TEXT EXCERPT ::
Northwestern Events Calendar

Feb
22
2018

ChBE Seminar Series, Dr. Jeffrey J. Richards

recurring see all events in this series

When: Thursday, February 22, 2018
8:45 AM - 10:00 AM CT

Where: Technological Institute, L361, 2145 Sheridan Road, Evanston, IL 60208 map it

Audience: Faculty/Staff - Student - Post Docs/Docs - Graduate Students

Contact: Cody Jarrett   (847) 467-4824

Group: McCormick-Chemical and Biological Engineering (ChBE)

Category: Academic

Description:

Jeffrey J. Richards

Title:
Colloidal Fluids as Electrical Current Collectors

Advances in synthetic techniques have enabled a revolution in the design of colloidal dispersions that contain particles with an enormous variety of sizes, shapes and compositions. These advances have not only provided access to a sophisticated understanding of intimate link between a dispersion’s microstructure and its macroscopic properties, but also form the basis of a powerful design paradigm to formulate advanced colloidal materials to address a wide range of important societal problems.


In this talk, I will highlight our recent progress toward understanding the intrinsic link between the electrical conductivity and the rheological properties of suspensions of electrochemically active nanoparticles. Such suspensions increasingly comprise the working fluid in electrochemical flow applications. In this context, a key design constraint collector is the trade-off between electrical performance and viscosity. To examine the origin of these macroscopic properties, we formulated suspensions of two, high-structured carbon blacks in neat propylene carbonate and characterize their rheological and electrical properties using small amplitude oscillatory shear and impedance spectroscopy at concentrations spanning the fluid-gel transition. Using these methods, we identify the electrical and mechanical percolation transitions and rationalize these results in the context of the equilibrium microstructure determined from scattering measurements. These results coupled with emerging in situ characterization techniques reveal a pathway toward current collectors with improved performance.

DATASET ENTRIES ::
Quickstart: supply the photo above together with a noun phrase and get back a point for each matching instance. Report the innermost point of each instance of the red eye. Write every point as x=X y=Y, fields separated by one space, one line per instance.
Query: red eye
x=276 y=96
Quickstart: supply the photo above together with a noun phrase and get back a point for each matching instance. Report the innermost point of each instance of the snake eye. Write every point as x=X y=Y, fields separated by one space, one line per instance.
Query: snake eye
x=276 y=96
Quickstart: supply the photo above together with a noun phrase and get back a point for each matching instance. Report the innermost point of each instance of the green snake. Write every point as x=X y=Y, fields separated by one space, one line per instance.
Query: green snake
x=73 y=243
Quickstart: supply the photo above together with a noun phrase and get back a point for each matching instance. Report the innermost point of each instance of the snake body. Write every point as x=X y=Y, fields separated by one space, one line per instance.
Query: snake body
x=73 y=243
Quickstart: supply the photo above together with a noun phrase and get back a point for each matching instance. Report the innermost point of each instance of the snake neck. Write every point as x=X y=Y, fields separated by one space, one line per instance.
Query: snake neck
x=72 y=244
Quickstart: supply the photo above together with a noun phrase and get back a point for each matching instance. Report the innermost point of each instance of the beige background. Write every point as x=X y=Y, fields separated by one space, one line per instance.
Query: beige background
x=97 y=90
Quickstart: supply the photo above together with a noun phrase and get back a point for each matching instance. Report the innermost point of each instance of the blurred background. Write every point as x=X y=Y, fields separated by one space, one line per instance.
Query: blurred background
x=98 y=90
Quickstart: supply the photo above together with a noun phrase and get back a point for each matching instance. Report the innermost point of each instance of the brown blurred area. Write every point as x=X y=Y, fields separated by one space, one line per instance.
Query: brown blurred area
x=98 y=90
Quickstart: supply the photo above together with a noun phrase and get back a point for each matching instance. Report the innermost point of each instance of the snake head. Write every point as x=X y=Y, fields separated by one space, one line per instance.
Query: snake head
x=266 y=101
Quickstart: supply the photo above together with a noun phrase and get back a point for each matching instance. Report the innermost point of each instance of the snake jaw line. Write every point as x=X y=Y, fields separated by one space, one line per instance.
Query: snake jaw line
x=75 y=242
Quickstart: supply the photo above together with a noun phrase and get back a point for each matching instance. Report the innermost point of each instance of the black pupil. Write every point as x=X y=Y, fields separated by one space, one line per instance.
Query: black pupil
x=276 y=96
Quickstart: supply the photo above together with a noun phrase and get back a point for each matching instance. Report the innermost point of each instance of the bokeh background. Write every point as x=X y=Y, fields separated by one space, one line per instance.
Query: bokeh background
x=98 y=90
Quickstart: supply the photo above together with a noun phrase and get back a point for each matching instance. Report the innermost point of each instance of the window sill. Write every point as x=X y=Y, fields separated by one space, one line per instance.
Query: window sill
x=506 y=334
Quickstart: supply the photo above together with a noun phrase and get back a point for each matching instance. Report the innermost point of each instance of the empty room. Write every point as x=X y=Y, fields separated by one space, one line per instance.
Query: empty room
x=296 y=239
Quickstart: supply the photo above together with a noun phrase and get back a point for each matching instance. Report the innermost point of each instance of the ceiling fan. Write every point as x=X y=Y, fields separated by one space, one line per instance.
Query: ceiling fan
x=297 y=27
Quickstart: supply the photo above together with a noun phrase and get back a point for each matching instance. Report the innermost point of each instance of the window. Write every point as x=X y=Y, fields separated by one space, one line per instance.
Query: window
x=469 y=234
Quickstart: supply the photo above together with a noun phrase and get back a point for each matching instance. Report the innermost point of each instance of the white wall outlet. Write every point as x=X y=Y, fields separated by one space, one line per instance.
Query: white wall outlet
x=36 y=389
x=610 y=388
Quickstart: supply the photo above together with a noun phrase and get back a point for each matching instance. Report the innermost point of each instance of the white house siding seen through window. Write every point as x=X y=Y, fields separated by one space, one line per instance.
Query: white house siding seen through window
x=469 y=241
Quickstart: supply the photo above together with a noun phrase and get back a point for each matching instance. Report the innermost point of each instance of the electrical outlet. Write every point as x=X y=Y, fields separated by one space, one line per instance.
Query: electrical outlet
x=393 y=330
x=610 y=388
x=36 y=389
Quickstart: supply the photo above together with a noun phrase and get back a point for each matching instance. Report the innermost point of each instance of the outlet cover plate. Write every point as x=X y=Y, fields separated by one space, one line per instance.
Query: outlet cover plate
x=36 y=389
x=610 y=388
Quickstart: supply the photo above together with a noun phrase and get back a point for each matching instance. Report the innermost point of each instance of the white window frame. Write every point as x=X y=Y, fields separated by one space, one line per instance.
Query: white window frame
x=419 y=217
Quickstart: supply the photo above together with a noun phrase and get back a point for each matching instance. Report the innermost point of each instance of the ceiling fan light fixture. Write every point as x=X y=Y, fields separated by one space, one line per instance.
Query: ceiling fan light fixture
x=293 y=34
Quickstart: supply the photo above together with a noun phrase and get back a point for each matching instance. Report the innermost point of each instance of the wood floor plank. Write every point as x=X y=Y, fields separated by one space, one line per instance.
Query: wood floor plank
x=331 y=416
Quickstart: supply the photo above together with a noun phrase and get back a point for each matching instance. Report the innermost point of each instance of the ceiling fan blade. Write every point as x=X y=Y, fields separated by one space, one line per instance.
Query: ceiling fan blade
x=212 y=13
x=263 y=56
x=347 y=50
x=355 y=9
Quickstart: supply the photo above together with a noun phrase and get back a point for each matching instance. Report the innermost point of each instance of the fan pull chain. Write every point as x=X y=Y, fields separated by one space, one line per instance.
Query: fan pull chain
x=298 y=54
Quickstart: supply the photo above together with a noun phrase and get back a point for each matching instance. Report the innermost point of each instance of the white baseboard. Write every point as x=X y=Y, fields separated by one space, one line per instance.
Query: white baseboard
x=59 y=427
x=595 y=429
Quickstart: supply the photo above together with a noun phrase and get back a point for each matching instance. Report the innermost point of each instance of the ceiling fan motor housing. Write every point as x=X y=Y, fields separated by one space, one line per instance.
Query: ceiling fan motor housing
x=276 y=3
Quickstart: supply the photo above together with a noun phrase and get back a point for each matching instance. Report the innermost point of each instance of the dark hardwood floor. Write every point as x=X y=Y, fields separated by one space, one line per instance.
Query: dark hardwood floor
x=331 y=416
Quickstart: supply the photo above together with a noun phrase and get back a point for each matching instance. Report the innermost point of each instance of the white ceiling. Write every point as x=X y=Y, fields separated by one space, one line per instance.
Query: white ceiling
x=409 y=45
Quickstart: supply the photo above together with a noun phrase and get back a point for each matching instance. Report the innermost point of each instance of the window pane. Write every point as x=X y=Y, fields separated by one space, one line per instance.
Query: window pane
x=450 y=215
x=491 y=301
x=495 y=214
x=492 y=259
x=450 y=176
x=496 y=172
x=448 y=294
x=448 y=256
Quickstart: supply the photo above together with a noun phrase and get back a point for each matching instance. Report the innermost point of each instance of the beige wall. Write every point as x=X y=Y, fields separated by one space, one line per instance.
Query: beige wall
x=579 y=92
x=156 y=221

WHAT YOU ARE ASKED TO DO :: List every audience group named in the seminar listing above.

FINAL ANSWER :: Faculty/Staff, Student, Post Docs/Docs, Graduate Students